Your copy of the material must match it exactly, except that pictures are dropped.

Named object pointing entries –
+ + + + + + +

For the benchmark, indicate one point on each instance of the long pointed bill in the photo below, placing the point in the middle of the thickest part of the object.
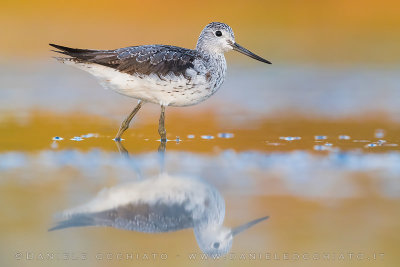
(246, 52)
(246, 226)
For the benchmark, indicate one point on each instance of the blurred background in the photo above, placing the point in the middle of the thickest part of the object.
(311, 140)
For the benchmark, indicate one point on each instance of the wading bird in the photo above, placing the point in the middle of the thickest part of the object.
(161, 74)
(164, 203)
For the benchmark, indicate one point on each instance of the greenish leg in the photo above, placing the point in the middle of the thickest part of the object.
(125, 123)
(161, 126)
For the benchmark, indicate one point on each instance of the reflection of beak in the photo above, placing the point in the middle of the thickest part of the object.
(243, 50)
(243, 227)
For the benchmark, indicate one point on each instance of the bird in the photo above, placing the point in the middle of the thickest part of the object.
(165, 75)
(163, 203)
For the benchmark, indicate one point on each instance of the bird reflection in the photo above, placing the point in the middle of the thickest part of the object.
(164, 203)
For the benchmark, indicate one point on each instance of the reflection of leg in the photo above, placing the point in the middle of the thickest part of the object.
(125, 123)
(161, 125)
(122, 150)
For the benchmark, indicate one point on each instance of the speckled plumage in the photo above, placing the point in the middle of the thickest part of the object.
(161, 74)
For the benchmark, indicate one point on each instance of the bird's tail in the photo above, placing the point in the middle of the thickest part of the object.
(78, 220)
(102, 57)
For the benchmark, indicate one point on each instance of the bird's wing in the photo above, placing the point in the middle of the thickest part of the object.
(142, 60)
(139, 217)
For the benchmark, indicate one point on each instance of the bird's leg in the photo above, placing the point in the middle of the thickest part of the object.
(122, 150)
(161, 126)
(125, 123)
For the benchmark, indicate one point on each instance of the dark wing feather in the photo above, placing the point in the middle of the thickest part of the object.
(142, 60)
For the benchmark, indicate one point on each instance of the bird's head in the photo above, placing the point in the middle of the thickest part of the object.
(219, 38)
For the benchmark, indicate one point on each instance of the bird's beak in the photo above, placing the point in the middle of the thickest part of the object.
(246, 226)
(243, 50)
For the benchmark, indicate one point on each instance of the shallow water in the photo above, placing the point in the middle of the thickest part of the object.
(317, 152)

+ + + + + + +

Solution for this problem –
For the benchmark, indicate one point on each instance of the long pointed bill in the photo below, placing the point in the middle of the thickest part of the object.
(246, 52)
(246, 226)
For the benchmark, indicate one point on each instance of the blurred background in the photo above, placing the point in the middle of the thickest part of the object.
(311, 140)
For the benchmark, indicate one point on each instance of the wading bird in the photo above, placing the point in the middle of the thickest part of the object.
(161, 74)
(164, 203)
For the benchmark, indicate one point on each instance of the greenish leg in the photo above, placing the point in the middle of the thickest part of the object.
(125, 123)
(161, 126)
For the benchmark, indicate one point on each instance of the reflection of beak in the photo above, placing the point in the middle of the thickest part of the object.
(243, 50)
(243, 227)
For the benchmark, indicate one point on each instance of the bird in the photo above, placing the point in the middle of the thickest part of the object.
(165, 75)
(163, 203)
For the benchmark, indicate one point on each instance of the bird reflection in the photo above, placing the point in the middle of the thickest part of the object.
(164, 203)
For the benchmark, indicate one point on each instance of the reflection of leg in the photo above, placing the point in the middle of the thickest part of the object.
(125, 123)
(161, 125)
(122, 150)
For the benchmark, indicate one point on each instance of the speckled plumage in the photo above, placing the point in the middle of the thickest part of the object.
(161, 74)
For the benchmark, indicate one point on each instance of the bird's tail in the photo above, placing the point in the middle of the thickest part of the object.
(78, 220)
(102, 57)
For the benchmark, indicate one point on each instance of the bird's wing in the photo above, placing the point in the middle of the thickest part of the object.
(142, 60)
(139, 217)
For the benchmark, indicate one point on each instance of the bird's leg in the photo above, placing the point in the middle of the thickest part of the object.
(122, 150)
(161, 126)
(125, 123)
For the benchmark, indicate one point on each instance of the dark wing feather in the photo above, placing the point in the middle of the thickest part of the object.
(142, 60)
For the benchmark, indicate one point on each instance of the bird's head in the photo above, placing the point in the middle of the thickest part of the object.
(219, 38)
For the benchmark, indicate one point on each instance of the bird's beak in the photo above, placing the point in the middle of the thickest part of the object.
(246, 226)
(243, 50)
For the benchmark, indicate one point on each instance of the shallow water in the photo above, placing the point in the middle of the thickest part of the object.
(317, 152)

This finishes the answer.